#### GIVEN ENTRIES ####
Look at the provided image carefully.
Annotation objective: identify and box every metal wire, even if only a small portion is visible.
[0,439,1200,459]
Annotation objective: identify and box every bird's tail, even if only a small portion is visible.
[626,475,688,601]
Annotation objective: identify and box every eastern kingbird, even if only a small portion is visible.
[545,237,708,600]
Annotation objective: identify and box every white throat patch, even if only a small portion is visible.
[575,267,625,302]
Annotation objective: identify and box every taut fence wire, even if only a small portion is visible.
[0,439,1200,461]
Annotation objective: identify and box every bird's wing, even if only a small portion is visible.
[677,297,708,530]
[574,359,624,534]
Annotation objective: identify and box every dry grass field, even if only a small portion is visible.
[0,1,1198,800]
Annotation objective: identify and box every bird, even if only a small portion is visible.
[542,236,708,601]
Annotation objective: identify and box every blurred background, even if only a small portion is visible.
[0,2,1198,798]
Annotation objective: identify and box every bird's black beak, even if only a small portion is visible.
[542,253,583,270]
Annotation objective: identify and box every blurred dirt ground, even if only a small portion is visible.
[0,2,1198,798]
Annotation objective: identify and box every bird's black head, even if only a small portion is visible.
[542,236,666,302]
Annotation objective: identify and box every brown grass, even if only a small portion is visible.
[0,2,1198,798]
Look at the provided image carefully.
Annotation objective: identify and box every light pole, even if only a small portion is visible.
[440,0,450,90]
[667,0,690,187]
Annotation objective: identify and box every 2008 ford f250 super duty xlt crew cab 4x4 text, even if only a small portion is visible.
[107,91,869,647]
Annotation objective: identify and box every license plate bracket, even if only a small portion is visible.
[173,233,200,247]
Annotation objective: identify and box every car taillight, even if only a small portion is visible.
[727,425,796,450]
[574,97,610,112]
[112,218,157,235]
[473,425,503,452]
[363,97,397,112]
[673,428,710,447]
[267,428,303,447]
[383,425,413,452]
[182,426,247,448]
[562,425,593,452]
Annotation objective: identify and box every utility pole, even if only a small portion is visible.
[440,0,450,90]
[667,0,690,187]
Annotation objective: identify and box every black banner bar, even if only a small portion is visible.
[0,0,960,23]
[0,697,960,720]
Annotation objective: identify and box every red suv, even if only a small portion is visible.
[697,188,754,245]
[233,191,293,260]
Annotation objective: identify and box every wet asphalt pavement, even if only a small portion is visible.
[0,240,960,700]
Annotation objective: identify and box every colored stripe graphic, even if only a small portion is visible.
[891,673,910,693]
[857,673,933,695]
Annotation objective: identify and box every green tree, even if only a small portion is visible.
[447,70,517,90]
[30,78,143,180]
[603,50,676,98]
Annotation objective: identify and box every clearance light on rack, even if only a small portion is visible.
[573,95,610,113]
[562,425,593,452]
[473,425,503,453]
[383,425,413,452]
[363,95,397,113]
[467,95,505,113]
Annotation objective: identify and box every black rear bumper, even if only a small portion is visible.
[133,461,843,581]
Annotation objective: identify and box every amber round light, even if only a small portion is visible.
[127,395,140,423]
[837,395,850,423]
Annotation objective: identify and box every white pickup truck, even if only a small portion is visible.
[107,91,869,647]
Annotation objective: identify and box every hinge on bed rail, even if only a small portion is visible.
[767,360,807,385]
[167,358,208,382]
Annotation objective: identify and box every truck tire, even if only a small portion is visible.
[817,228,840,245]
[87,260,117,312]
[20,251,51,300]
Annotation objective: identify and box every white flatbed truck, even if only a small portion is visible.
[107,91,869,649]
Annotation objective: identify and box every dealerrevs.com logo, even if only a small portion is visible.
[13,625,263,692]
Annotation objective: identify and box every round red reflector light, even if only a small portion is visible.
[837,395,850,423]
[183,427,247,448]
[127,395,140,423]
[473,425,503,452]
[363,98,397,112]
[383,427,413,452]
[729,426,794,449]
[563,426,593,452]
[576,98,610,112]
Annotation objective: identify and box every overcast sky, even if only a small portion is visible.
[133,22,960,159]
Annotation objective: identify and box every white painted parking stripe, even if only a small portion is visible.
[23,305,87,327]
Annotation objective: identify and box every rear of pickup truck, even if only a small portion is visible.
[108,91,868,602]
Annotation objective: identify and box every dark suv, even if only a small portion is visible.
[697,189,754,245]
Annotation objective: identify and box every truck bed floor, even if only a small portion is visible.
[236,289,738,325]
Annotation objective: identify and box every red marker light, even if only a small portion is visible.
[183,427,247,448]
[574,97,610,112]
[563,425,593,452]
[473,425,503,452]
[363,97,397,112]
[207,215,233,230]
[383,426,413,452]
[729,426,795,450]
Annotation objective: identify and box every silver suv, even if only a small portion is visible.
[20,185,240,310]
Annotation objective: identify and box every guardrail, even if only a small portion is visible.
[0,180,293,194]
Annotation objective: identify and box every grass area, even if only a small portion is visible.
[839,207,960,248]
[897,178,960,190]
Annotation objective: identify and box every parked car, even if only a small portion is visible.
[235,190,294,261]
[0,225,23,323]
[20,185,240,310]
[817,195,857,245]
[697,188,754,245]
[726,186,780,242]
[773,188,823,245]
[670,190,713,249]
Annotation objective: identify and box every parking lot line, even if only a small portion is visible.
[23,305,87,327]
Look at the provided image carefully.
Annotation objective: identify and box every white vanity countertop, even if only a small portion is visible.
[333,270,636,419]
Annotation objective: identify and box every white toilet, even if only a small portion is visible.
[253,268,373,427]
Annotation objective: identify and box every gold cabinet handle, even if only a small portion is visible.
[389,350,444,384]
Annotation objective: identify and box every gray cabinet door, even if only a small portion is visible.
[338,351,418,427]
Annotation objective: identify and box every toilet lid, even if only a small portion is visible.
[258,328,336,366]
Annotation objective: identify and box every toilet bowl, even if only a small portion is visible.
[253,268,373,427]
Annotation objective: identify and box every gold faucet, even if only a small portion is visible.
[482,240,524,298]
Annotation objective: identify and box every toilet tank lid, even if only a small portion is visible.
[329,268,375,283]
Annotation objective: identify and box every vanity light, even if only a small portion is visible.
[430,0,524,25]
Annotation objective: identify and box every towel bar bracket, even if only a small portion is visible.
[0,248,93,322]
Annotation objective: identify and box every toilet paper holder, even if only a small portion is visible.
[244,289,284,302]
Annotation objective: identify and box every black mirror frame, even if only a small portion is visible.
####
WHAT IS NEEDED: Rewrite the lines starting at the line containing "Annotation objective: identify and box every colored" and ending at the line containing "[603,50,676,98]", keeping the requests and shifting every box coordinate in the answers up by 125.

EXERCISE RESPONSE:
Annotation objective: identify and box every colored stripe graphic, even if only a small portion is visible.
[1016,798,1035,818]
[982,798,1058,820]
Annotation objective: identify and box every green tree, even if only a small portion is visible.
[572,195,642,215]
[155,203,268,305]
[728,175,801,223]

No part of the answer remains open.